• _GIVEN INSTRUCTION A_: In the records, take the lines starting with the one containing "Target: wooden stair newel post" and going on through the one containing "(1275, 318)", both included. Write them out again in full, requests included, with every coordinate in the answers multiplied by 0.75 and rounded to a whole number, halves rounding up.

Hoover v. State
Decision Date | 21 July 1987 |
Docket Number | No. BI-372,BI-372 |
Citation | 12 Fla. L. Weekly 1755,511 So.2d 629 |
Parties | 12 Fla. L. Weekly 1755 Stanley HOOVER, Appellant, v. STATE of Florida, Appellee. |
Court | Florida District Court of Appeals |
Michael E. Allen, Public Defender, and P. Douglas Brinkmeyer, Asst. Public Defender, Tallahassee, for appellant.
Jim Smith, Atty. Gen., and Kurt L. Barch, Asst. Atty. Gen., Tallahassee, for appellee.
In this appeal from a thirty year sentence for sexual battery and lewd assault on his eight year old daughter, Stanley Hoover challenges the trial court's departure from the recommended guidelines sentence, asserting that the reasons given for departure were not "clear and convincing." We do not address the issue raised by appellant, because we find that the trial court committed fundamental error when it accepted appellant's plea of nolo contendere to a charge of sexual battery under section 794.011(4)(e), Florida Statutes (1983).
Although neither party raised the issue addressed in this opinion, consideration of it is essential to the administration of justice. The parties were required to file supplemental briefs and to appear before this Court at oral argument to clarify their positions with respect to the propriety of the trial court's acceptance of the plea under the particular circumstances of this case.
Section 794.011(4)(e), Florida Statutes (1983), which charges sexual battery of a child over the age of eleven by a person in a position of familial or custodial authority over the victim, was not in effect at the time the alleged incidents occurred, having been replaced by section 794.041, Florida Statutes (1984), which charges sexual battery of a child twelve years of age or older by a person in a position of familial or custodial authority over the victim. 1 The undisputed evidence before the court proved the victim was eight years old.
At the time appellant allegedly committed the offenses with which he was charged, the Florida Legislature had provided that a person over the age of eighteen who commits sexual battery upon a person less than twelve years of age, whatever their relationship to each other, is guilty of a "capital" felony punishable by life imprisonment with a mandatory minimum twenty-five year term of incarceration. 2 The legislature had also provided that a person who sexually batters a child twelve years of age or older is guilty of one of several offenses: a life felony 3, a first degree felony 4, or a second degree felony 5. Various lesser offenses may be included in these felonies, depending upon the attendant factual circumstances. 6
The schedule of lesser included offenses in the Florida Standard Jury Instructions in Criminal Cases lists under section 794.011(2), the offense with which appellant was charged, only one category 1 lesser included offense: "battery" (a first degree misdemeanor), and four category 2 lesser included offenses: "attempt" (a first degree felony), "aggravated battery" (a second degree felony), "aggravated assault" (a third degree felony), and "assault" (a second degree misdemeanor). 7
The prosecutor asserted before the trial court that the parties had agreed that appellant would be permitted to "plead down" from the "capital" felony under section 794.011(2) to the first degree felony of "sexual battery in a familial position" with the understanding that he would be sentenced to thirty years, and that with gain time he would actually serve about eighteen years. 8 Appellant asserts on appeal that the plea was negotiated to avoid the victim's having to testify against her father and to avoid appellant's receiving a life sentence with a twenty-five year minimum mandatory term for "capital" sexual battery, that there was no bargain regarding the sentence, and that he never agreed to a thirty year sentence.

• _RECORDS FOR PROCESSING_:
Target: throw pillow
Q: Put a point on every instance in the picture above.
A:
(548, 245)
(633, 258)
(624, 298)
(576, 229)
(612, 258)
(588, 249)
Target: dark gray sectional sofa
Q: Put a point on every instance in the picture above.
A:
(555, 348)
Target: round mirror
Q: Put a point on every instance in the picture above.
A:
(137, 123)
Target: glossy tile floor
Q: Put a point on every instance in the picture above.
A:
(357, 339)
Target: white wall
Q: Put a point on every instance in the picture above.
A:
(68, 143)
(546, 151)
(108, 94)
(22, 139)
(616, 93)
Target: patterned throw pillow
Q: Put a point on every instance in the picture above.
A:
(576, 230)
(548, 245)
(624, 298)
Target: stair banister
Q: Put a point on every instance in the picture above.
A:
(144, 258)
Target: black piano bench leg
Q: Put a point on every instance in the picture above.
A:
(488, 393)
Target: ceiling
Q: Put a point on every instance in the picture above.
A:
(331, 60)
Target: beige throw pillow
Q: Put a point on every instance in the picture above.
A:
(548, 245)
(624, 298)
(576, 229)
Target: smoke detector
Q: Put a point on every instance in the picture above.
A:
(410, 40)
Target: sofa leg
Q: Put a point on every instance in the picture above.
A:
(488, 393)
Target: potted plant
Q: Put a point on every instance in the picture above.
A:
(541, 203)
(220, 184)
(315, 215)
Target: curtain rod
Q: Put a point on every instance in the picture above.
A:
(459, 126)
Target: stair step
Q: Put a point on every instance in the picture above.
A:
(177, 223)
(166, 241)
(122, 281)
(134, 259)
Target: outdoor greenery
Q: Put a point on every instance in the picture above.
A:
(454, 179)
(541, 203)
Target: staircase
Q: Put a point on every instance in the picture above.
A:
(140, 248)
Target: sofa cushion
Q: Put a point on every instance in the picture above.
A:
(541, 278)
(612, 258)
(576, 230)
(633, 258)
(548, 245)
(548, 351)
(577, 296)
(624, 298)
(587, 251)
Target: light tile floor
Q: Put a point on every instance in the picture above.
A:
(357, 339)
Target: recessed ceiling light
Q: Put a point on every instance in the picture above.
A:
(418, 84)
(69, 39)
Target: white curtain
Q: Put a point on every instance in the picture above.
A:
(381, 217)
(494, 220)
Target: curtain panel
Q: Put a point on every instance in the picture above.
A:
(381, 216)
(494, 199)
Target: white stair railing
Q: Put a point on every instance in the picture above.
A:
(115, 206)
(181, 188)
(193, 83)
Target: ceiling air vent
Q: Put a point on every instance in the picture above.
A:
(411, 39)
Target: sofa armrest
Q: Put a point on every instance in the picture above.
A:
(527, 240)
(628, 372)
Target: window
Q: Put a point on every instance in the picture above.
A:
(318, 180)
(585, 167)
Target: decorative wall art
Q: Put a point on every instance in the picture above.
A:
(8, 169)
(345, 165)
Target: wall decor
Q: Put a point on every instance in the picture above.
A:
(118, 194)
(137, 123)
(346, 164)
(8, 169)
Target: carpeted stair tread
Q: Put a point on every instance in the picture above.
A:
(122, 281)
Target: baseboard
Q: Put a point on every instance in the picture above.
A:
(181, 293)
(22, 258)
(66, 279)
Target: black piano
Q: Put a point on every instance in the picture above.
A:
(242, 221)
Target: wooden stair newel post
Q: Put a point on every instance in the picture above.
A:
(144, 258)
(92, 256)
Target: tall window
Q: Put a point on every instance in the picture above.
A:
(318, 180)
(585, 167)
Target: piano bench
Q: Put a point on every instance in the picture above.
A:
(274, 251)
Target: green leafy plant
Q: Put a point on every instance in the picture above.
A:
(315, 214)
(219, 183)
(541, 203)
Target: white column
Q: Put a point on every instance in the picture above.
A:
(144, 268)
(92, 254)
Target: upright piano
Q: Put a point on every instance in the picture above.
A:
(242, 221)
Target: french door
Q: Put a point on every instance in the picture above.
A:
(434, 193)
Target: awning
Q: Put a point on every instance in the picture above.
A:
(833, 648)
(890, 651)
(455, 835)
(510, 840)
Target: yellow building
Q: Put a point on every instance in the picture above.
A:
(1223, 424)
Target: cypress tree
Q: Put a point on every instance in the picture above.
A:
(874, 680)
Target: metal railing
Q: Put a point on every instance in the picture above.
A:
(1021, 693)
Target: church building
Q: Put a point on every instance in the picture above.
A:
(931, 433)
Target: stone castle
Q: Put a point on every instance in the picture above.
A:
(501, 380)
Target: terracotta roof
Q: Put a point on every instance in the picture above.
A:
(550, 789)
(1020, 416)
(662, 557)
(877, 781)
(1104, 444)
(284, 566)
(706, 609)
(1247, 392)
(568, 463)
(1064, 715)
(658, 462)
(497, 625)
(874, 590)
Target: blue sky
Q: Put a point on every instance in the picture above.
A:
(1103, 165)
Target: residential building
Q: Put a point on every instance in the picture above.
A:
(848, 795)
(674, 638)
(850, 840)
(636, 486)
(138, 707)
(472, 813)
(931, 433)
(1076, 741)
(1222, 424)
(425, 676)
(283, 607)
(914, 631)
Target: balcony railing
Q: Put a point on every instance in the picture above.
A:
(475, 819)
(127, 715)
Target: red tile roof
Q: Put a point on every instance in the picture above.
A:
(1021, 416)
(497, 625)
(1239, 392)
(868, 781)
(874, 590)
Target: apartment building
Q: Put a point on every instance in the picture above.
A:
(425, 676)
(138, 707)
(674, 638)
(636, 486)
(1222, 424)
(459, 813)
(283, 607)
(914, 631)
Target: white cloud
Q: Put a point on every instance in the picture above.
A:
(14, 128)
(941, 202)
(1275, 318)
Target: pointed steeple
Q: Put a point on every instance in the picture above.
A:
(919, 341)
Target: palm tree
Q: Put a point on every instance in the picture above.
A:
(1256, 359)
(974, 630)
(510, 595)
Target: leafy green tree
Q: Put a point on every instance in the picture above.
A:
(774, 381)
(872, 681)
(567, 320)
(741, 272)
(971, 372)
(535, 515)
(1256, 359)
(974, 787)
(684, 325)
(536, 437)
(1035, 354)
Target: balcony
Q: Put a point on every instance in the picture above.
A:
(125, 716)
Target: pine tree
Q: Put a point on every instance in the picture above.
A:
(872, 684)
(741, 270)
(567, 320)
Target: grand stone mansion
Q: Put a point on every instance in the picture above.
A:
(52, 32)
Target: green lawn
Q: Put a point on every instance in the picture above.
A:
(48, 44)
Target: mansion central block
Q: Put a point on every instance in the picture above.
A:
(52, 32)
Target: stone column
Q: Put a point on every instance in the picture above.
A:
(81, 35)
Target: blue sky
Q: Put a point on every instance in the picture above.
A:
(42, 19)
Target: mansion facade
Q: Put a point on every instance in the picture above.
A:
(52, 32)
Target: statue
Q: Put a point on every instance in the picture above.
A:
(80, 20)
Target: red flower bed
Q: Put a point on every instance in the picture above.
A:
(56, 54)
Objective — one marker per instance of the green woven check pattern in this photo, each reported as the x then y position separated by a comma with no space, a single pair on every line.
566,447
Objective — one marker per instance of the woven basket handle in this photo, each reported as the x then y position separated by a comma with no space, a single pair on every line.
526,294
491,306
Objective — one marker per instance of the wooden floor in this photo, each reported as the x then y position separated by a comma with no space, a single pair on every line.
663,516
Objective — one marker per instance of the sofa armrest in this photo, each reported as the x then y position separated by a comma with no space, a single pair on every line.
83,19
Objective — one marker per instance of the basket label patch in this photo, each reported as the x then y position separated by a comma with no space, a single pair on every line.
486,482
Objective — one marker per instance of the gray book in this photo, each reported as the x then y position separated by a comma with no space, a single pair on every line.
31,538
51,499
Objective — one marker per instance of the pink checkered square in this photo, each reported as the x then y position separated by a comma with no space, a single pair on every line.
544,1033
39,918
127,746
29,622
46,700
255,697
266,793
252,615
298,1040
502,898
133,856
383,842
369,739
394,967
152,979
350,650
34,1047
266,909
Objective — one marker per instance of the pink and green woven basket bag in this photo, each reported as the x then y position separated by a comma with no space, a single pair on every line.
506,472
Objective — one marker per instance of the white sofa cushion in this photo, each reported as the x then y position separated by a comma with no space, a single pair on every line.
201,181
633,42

• _GIVEN INSTRUCTION B_: Does the court opinion support each statement below? Answer yes or no for each, and quote the deciding words. (i) The victim was eight years old. (ii) The court decided the appeal on whether the reasons given for departing from the guidelines sentence were "clear and convincing." (iii) Under section 794.011(2), the schedule of lesser included offenses lists two category 1 lesser included offenses.

• _TASK OUTPUT A_:
Target: wooden stair newel post
Q: Put a point on every instance in the picture above.
A:
(108, 194)
(69, 192)
Target: tall window
Q: Put a point on every instance in the picture above.
A:
(239, 135)
(439, 125)
Target: piano bench
Q: Put a point on every instance in the picture above.
A:
(206, 188)
Target: green leafy plant
Q: Put a point on every instance in the picture above.
A:
(236, 161)
(164, 137)
(406, 152)
Target: white column
Q: Put a point on every instance in the picture above.
A:
(108, 201)
(69, 191)
Target: upright piano
Q: Put a point on every instance in the picture above.
A:
(182, 166)
Target: french door
Q: Put a point on every instance in the picture above.
A:
(326, 145)
Target: awning
Q: Put a point on every instance in the picture above.
A:
(625, 486)
(668, 488)
(341, 626)
(383, 630)
Target: yellow building
Q: Put a point on every instance in the picture above.
A:
(917, 318)
Target: cypress tree
Q: Put a point on every instance in the picture above.
A:
(656, 510)
Target: metal railing
Q: Put a point on every instance in the picture above.
A:
(766, 520)
Target: church building
Q: Put a point on every instance in the picture above.
A:
(698, 325)
Target: stone castle
Q: Put a point on every instance in the picture above.
A:
(376, 285)
Target: terracotta roof
Q: Put a point on every instance in the picture above.
A:
(413, 592)
(765, 312)
(497, 418)
(658, 586)
(828, 333)
(213, 425)
(530, 457)
(935, 294)
(426, 347)
(798, 536)
(494, 347)
(373, 469)
(656, 443)
Target: blue sky
Q: Put a point on every instance in the picture above.
A:
(827, 124)
Target: residential building
Q: Put a point on every instance in the picture above.
A:
(636, 596)
(506, 479)
(638, 630)
(477, 365)
(104, 530)
(354, 610)
(698, 325)
(807, 556)
(917, 318)
(319, 507)
(212, 455)
(686, 473)
Target: balcony railing
Q: Put a point on every instance in the picture above.
A:
(356, 614)
(95, 536)
Target: red tile roof
Q: Put a point on every instance in the picture above.
A:
(766, 312)
(373, 469)
(929, 294)
(651, 586)
(656, 443)
Target: apartment building
Q: Put a point on every instance in the picture above.
A:
(319, 507)
(104, 530)
(506, 479)
(477, 365)
(917, 318)
(344, 610)
(212, 455)
(686, 473)
Target: white cloud
Q: Put a point on every instance in the picture above.
A:
(11, 96)
(706, 152)
(956, 239)

• _TASK OUTPUT B_:
(i) Yes: "The undisputed evidence before the court proved the victim was eight years old."
(ii) No: "We do not address the issue raised by appellant, because we find that the trial court committed fundamental error when it accepted appellant's plea of nolo contendere"
(iii) No: "only one category 1 lesser included offense: "battery" (a first degree misdemeanor)"